[Stored data entries]
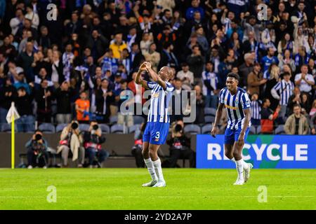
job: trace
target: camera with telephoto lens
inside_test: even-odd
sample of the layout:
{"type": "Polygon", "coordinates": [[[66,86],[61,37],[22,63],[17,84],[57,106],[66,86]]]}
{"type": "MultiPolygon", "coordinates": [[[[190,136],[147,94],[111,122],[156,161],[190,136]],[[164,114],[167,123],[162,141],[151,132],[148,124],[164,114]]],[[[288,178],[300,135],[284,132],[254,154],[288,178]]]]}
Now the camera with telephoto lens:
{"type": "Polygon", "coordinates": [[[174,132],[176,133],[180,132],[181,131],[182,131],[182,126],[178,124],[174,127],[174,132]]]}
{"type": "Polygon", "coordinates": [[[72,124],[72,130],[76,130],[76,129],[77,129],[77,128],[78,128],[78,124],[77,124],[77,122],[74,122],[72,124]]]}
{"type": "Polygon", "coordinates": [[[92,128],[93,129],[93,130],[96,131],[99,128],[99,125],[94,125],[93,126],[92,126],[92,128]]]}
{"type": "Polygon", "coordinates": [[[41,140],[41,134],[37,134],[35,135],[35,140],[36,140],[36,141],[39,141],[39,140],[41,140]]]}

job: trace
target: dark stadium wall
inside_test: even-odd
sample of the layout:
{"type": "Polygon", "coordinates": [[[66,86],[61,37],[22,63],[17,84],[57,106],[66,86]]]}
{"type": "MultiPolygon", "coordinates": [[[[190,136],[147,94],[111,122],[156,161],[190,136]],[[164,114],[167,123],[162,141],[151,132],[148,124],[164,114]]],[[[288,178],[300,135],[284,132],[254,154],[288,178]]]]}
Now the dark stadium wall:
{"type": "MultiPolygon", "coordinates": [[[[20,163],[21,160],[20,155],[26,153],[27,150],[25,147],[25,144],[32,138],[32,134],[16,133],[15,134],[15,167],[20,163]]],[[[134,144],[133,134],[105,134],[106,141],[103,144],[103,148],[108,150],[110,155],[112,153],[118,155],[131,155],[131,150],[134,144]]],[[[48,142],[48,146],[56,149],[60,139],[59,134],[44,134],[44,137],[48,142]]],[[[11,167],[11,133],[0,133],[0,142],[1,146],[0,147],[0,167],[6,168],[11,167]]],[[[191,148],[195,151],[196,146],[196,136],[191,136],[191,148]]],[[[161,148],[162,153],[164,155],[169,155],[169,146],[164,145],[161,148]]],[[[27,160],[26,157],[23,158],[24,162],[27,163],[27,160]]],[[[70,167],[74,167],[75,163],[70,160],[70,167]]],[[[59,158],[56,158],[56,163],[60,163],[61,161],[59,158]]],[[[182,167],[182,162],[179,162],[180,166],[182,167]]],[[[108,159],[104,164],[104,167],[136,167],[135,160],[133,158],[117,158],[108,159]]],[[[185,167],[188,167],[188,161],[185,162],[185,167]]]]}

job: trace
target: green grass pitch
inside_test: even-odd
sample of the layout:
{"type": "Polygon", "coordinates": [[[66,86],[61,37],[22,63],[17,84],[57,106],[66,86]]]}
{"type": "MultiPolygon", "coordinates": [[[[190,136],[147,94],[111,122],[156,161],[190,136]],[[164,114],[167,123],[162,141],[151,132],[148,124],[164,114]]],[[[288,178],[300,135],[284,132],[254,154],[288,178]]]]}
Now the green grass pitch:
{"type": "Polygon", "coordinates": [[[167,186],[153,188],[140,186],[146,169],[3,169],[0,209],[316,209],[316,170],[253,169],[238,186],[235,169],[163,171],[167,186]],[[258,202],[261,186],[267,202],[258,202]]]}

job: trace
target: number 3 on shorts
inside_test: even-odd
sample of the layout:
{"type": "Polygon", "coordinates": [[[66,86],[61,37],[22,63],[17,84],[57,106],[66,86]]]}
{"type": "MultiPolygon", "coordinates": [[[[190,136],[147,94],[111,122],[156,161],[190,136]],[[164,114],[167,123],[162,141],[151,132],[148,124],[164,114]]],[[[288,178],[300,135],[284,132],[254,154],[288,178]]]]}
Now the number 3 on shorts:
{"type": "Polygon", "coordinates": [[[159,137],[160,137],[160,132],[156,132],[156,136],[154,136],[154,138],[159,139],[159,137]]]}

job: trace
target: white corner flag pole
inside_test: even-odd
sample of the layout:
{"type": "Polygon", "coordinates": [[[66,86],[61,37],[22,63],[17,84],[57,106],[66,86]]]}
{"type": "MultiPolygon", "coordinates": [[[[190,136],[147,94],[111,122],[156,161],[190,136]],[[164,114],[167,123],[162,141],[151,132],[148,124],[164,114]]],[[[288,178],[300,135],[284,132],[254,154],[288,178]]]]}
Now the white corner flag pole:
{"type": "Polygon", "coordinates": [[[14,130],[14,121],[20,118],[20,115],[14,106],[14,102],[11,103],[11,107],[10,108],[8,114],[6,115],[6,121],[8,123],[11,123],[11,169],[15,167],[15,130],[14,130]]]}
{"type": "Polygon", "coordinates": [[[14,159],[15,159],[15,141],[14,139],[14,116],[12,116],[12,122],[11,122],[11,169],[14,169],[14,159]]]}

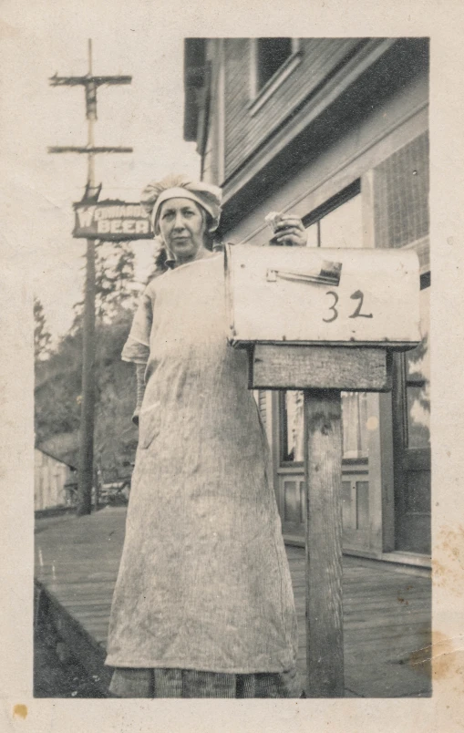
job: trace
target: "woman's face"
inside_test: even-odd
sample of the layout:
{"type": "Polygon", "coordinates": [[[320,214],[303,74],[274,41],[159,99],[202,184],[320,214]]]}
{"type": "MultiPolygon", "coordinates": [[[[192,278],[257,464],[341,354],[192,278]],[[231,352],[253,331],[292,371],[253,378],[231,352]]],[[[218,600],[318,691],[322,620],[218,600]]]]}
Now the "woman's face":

▸ **PROBLEM TO WORK ON**:
Find each line in the rows above that contains the string "stadium", treating uppercase and lowercase letters as distinct, and copy every such line.

▸ **THE REPLY**:
target: dark stadium wall
Now the dark stadium wall:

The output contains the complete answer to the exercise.